------ Passage shown
How can we do this? First, we can do this by focusing on and limiting our work to our own experiences and ideas, sharing our own thoughts and feelings about our lives as men. Second, we can do this by accessing in ourselves all the love we can and using it to consciously witness without judgment each other's struggles. Third, we can do this by simply noticing, without judgment, the times we ourselves zone out or in Ed's and my language, the times we each go into shock. Then, when you go, be gentle with yourself and when you can, share it with the group.

Also, as we explore today, please try to notice how the personal experiences others share and speak about affect you so much more than the ideas and beliefs we may speak about. What I am trying to say here is best described by visualizing the following scene: Imagine there is a new car in your driveway AND you have never driven a car before. Would you know how to drive or only about driving?

My point here is, knowing there is a car in your driveway and knowing how to drive it are two very different things. How do you actually lean to drive? Only by driving. And this is true no matter how intuitive and smart you are.

Another way of saying this is, even when you think you grasp ideas, until you heal whatever BLocks your ability to see the beauty in these ideas for yourself, you will not feel as true for you the real beauty hidden inside them. This means even when you know about a good idea, until you yourself experience it, you will not be able to use it to better your life.

The principle I am referring to here is the one I call, "Experience is the Only Teacher." Try today to focus your efforts today on having new, more loving experiences rather than simply on trying to learn and remember the ideas we each share and explore.

Lastly, as you explore today, please be easy on yourselves, especially if and when you find you have not lived up to your own ideals. None of us do. This does not negate the value and courage of what we do manage to live up to. Again, be gentle with yourselves and with each other.
Today's Focus: Learning to See and Love "Healthy Competition"
[1] Today, we all, Ed and myself included, will explore how we, as men, compete. Our focus will be on how feeling compelled to engage in "unhealthy competition" AND being shamed for wanting to engage in "healthy competition" prevents us from connecting, supporting, respecting, and loving each other, and ourselves, as men.

Leader:

  • ask: What is "healthy" competition? What is "unhealthy" competition? Ask the group to take a moment to write below what they think.)

What is your idea of "unhealthy" competition? Please write your thoughts below.

 

 

What is your idea of "healthy" competition? Please write your thoughts below.

 

 

Write the answers on the big pad. Share with each other.
Exploring How We Compete for Physical Space

[2] How do men compete for Physical Space? Try to identify which competitions are "healthy" and which competitions are not?
------------
------ Data entries
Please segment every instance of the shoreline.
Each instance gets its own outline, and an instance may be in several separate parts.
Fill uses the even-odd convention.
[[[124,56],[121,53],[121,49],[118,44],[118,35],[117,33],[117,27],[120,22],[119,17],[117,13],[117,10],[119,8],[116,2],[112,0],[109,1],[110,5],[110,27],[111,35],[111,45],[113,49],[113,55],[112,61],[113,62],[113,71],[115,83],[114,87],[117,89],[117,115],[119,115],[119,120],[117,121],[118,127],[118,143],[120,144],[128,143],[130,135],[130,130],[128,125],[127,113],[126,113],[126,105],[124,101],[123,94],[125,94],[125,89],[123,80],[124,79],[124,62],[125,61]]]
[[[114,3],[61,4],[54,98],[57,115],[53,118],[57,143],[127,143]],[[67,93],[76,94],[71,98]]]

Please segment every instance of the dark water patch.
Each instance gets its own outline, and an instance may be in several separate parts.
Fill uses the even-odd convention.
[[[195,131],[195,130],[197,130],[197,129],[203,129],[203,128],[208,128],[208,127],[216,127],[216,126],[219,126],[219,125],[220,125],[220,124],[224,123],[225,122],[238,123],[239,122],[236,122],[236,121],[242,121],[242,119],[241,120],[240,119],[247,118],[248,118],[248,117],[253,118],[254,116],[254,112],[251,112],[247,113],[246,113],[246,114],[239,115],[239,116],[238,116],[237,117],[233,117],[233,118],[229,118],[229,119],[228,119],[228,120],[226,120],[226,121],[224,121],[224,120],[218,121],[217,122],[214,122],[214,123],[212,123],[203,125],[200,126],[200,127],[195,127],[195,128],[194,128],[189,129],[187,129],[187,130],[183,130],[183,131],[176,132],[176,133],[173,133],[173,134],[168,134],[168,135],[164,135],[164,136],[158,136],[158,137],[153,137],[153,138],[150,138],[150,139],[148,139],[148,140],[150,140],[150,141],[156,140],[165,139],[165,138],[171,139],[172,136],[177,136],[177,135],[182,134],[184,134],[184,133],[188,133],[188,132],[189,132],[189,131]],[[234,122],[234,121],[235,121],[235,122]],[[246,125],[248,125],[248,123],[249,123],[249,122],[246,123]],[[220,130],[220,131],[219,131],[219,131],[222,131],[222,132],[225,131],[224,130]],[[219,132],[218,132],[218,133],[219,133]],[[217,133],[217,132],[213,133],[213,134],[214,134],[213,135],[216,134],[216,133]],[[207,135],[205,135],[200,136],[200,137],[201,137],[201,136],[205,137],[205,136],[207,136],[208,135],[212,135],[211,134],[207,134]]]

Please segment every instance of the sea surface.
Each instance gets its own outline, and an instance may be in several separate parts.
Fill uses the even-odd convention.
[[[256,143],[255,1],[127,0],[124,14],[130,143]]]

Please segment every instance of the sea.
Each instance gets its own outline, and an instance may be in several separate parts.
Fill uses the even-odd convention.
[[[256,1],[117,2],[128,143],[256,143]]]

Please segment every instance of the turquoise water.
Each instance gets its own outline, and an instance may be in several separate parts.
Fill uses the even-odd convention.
------------
*The request*:
Answer these questions from the men's group passage above, one per line:
1. What term do the speaker and Ed use for the times a person zones out?
2. In the car example, what is the only way to learn to drive?
3. What name does the speaker give the principle about experience?

*Response*:
1. Going into shock.
2. By driving.
3. "Experience is the Only Teacher."